Task details -> Continue the passage below about Virginia's energy options, beginning right after its last sentence.

Text segment ->
_ _ _ _
Another alternative is solar energy. Solar farms can produce electricity at lower cost than nuclear, and the problem of intermittent production is solvable. Dominion’s Bath County facility is the largest pumped-storage facility in the world. It was built to store the energy from excess nuclear power production at night and release it during periods of peak electricity demand during the day. Without the nukes, says Hadwin, the pumped-storage facility could be used in reverse — to store excess solar power generated during the day and release it in the early evening.

Over the next 14 years other storage options will become more viable. The cost of battery storage, used today mainly to make brief, fine-tuned adjustments to grid voltage and frequency, could fall low enough that massive banks of batteries could be used to store excess solar production for several hours until it is needed in the evening.

Also, electric vehicles will become a large part of the automobile fleet within another 14 years, Hadwin says. Car batteries will suck up solar-generated electric power during the day and feed them back into the grid in the evening.

If nuclear power were truly such a bargain, Hadwin adds, Virginians should ask themselves why electric utilities are shutting them down in states where they aren’t guaranteed a return on investment. Nuclear power often can’t compete in a deregulated market. Five nuclear units have shut down since 2013, according to Beyond Nuclear, and of the 100 licensed to operate today, 17 have announced plans, absent state bailouts, to let their licenses expire or otherwise close.

“Would Dominion refurbish [its] units if the risks and costs of the projects weren’t being borne by the ratepayers?” asks Hadwin. “The merchant generators are saying no.”

“There are lots of options, and lots of opinions, and lots of alternatives. We’ll probably end up doing a mix of things,” he says. “The future grid is all about diversity and flexibility. …. These things need to be analyzed, and they need to discussed” instead of simply assuming that one solution — re-licensing the nukes — is the only way to go.

How’s that working out?

Hadwin, the Sierra Club, and various activist groups in Virginia are calling for a radical overhaul of Virginia’s energy strategy in the pursuit of a low-carbon future. The common elements include: (1) eliminating coal, (2) phasing out nuclear power, (3) capping natural gas capacity and blocking new pipelines that would import more gas, and (4) making an all-out commitment to renewable energy and energy efficiency. Until the economics of off-shore wind can be shown to be viable, in Virginia renewable energy effectively means solar energy.

One country in the world has pursued an energy policy very similar to this. Germany has committed to the massive development of solar and offshore wind even as, after the Fukushima nuclear disaster, it began phasing out its nuclear power stations.

A New York Times headline from late last year sums up the results: “Germany’s Shift to Green Power Stalls, Despite Huge Investments.” Since 2000, Germany has spent about $222 billion on renewable energy subsidies with the aim of generating 27% of its electricity with renewables by 2020 and 45% by 2030. However, the decision to mothball its 17 nuclear power stations by 2020 forced German utilities to fall back on coal-fired power, with the result that the country has seen no CO2 reductions since 2010.
_ _ _ _
(Records from a data collection)
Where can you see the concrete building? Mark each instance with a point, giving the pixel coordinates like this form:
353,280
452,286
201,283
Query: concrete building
_ _ _ _
Reply to the task ->
Meanwhile, energiewende, the term used for the transformation of Germany’s energy economy, has radically altered electricity flows, creating enormous stresses on the power grid. Both Germany’s solar panels and its offshore wind farms are subject to weather-related disruptions for long periods. The Energy Transition blog describes how these disruptions create transmission-line bottlenecks that Germany has addressed only in part by rerouting electricity through the grids of neighboring countries and throwing their grid strategies into turmoil.

The German wholesale market design does not take into account the existence of … physical bottlenecks. A number of highly energy intensive industries are located in the South of Germany. And as nuclear plants are phased out in the Southern states, more and more electricity needs to be transferred from the North to the South of Germany.

Congestion-related transmission costs as high as 400 million a year have contributed to higher energy costs. Now, according to Clean Energy Wire, Germany’s electricity prices are among the highest in Europe — 29.42 eurocents per kilowatt hour. At current exchange rates, that translates into about 36 cents per kilowatt hour in dollars. That compares to about 10.5 cents per kilowatt hour in Virginia.

Is it different this time?

But Virginia is not Germany. Geography, climate, industries and settlement patterns differ.

Germany embarked upon its energiewende a decade ago, installing an older generation of technology. As Dominion deploys solar on a large scale, solar panels will be more efficient and lower cost than those that Germany deployed a decade ago. Another advantage is that Virginia is part of PJM Interconnection, arguably the forward-looking and efficient regional transmission organization in the country, if not the world, which means it can offset electricity shortfalls by importing power from wind, gas and solar merchants in a 14-state region with a roughly 20% electricity surplus. Finally, in theory, Virginia could learn from the successes and failures of Germany and other nations and states, such as California, that have pursued aggressive green agendas.

On the other hand, there is little prospect of Virginia developing a viable offshore wind capacity for a decade at the earliest. Wind is a natural complement to solar because it can deliver electricity even when the sun isn’t shining. If Virginia depended exclusively upon solar for its renewable power, it would be highly vulnerable to prolonged periods of cloudy weather and especially to snow storms that cover solar panels. As seen in the chart below, published in Dominion’s 2018 IRP, output of its Virginia and North Carolina solar facilities fell almost to zero when blanketed by a June 2018 snow storm. Solar production took two days to recover fully.

This chart from Dominion’s 2018 IRP shows dramatically solar output in Virginia and North Carolina varied before, during and after a January 2017 snow storm.

 

 

 

 

 

 

 

 

 

Such capacity crashes are not a problem when solar accounts for one or two percent of the utility’s power supply. It could be a very big problem if solar accounts for 30%, which is the maximum renewable output that PJM says it can handle, or 45%, which is the renewable goal that Germany has set.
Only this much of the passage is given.